[Instruction]: Every record that follows should be printed verbatim.

^^^^^^^^^^^^^^^^

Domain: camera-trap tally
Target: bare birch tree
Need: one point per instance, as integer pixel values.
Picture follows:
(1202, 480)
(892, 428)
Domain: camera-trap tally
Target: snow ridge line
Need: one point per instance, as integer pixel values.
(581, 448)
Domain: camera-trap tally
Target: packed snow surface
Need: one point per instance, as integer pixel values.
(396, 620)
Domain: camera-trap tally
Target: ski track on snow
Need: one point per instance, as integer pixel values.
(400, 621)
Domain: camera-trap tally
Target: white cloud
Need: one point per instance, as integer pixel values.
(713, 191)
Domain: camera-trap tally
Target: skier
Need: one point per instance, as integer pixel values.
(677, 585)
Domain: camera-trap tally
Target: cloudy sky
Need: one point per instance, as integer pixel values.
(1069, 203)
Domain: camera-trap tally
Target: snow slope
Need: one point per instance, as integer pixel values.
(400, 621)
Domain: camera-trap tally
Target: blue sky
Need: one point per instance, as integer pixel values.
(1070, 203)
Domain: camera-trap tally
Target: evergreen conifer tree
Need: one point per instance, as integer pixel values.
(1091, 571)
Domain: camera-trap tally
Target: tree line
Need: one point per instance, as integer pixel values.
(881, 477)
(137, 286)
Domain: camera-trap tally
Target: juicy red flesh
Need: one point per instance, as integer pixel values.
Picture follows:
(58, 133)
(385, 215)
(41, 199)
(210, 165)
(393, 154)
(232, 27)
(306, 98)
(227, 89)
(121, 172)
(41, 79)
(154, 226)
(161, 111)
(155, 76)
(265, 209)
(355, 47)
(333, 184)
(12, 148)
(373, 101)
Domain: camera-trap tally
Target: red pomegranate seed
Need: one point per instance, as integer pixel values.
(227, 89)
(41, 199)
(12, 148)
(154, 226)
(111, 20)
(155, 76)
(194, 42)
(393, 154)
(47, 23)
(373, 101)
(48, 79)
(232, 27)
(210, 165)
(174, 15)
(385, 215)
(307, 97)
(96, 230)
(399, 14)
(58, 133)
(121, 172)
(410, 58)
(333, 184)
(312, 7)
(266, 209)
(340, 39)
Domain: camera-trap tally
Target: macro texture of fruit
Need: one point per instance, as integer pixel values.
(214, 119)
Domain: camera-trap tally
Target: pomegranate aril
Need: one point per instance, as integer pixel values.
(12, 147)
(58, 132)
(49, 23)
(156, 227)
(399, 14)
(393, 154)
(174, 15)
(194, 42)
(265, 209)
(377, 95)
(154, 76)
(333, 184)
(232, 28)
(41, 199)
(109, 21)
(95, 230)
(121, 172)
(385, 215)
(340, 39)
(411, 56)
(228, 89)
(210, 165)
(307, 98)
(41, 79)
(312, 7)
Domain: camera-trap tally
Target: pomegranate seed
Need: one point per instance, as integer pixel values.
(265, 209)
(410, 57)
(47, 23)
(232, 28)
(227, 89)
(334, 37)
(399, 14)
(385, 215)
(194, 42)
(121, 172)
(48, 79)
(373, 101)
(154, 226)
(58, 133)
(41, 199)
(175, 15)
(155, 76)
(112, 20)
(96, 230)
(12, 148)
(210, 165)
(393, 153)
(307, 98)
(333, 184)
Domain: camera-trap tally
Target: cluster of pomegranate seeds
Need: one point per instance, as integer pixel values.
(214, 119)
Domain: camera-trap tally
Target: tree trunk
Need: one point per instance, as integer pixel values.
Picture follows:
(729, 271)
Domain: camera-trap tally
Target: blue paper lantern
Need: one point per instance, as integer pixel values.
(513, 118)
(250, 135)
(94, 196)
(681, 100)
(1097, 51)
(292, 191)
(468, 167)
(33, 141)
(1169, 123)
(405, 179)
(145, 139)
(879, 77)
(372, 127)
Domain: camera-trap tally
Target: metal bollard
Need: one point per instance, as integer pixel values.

^^^^^^^^^^^^^^^^

[Task output]:
Domain: camera-trap tally
Target: bare birch tree
Need: one point per instance, as integer pixel values.
Picture follows:
(1202, 480)
(892, 428)
Domain: camera-trap tally
Target: snow ridge line
Need: one point per instance, as integer pixel values.
(581, 448)
Domain: camera-trap tally
Target: packed snow surface
Need: one point per instance, as integer pixel values.
(396, 620)
Domain: camera-trap tally
Target: ski track on snow
Need: one point per instance, as integer pixel values.
(400, 621)
Domain: camera-trap tally
Target: white cloud
Need: one point per instance, as integer pixel values.
(713, 191)
Domain: camera-trap tally
Target: skier
Need: one point per instance, as integer pixel values.
(677, 585)
Domain: camera-trap tally
Target: cloudy sky
Need: one point per instance, as integer pixel values.
(1069, 203)
Domain: camera-trap tally
Target: snow slope
Need: one point per instance, as integer pixel values.
(400, 621)
Domain: camera-trap tally
Target: blue sky
Need: one point per instance, as integer pixel values.
(1070, 203)
Domain: camera-trap tally
Target: evergreen conifer tree
Need: one point per instance, as integer pixel values.
(1091, 571)
Domain: camera-trap tally
Target: tree line
Need: one point per instance, as integer pixel values.
(881, 477)
(137, 286)
Domain: camera-trap tally
Target: juicy red flesh
Need: one point per instance, as integer pixel values.
Picture follows:
(58, 133)
(385, 215)
(41, 199)
(210, 165)
(393, 154)
(232, 27)
(306, 98)
(227, 89)
(121, 172)
(41, 79)
(154, 226)
(161, 111)
(155, 76)
(265, 209)
(355, 47)
(333, 184)
(12, 148)
(373, 101)
Domain: camera-trap tally
Target: red pomegranate seed
Need: one point per instance, as integer pixel values.
(227, 89)
(41, 199)
(12, 148)
(154, 226)
(111, 20)
(155, 76)
(194, 42)
(393, 154)
(47, 23)
(373, 101)
(48, 79)
(232, 27)
(210, 165)
(174, 15)
(385, 215)
(307, 97)
(96, 230)
(399, 14)
(58, 133)
(121, 172)
(410, 58)
(333, 184)
(312, 7)
(266, 209)
(340, 39)
Domain: camera-trap tally
Target: macro texture of fruit
Need: one point per instance, as integer pixel values.
(214, 119)
Domain: camera-trap tally
Target: pomegranate aril
Need: one point per instance, as integer pixel values.
(12, 147)
(58, 132)
(49, 23)
(156, 227)
(399, 14)
(393, 154)
(174, 15)
(194, 42)
(265, 209)
(377, 95)
(154, 76)
(333, 184)
(232, 28)
(41, 199)
(109, 21)
(95, 230)
(121, 172)
(385, 215)
(340, 39)
(411, 56)
(228, 89)
(210, 165)
(307, 98)
(41, 79)
(312, 7)
Domain: camera-trap tally
Target: pomegranate seed
Need: one point per instance, as integer pixel values.
(265, 209)
(410, 57)
(47, 23)
(232, 28)
(227, 89)
(334, 37)
(399, 14)
(385, 215)
(194, 42)
(121, 172)
(48, 79)
(373, 101)
(154, 226)
(58, 133)
(41, 199)
(175, 15)
(155, 76)
(112, 20)
(96, 230)
(12, 148)
(210, 165)
(393, 153)
(307, 98)
(333, 184)
Domain: camera-trap tally
Target: cluster of pomegranate seeds
Need: one point per instance, as integer pixel values.
(214, 119)
Domain: camera-trap tally
Target: tree trunk
Need: one point per instance, as integer pixel values.
Picture follows:
(729, 271)
Domain: camera-trap tally
Target: blue paper lantern
Need: one point per instance, as integer pixel values.
(513, 118)
(250, 135)
(94, 196)
(681, 100)
(1097, 51)
(292, 191)
(468, 167)
(33, 141)
(1169, 123)
(405, 179)
(145, 139)
(879, 77)
(372, 127)
Domain: camera-trap tally
Target: metal bollard
Need: one point per instance, as integer pixel values.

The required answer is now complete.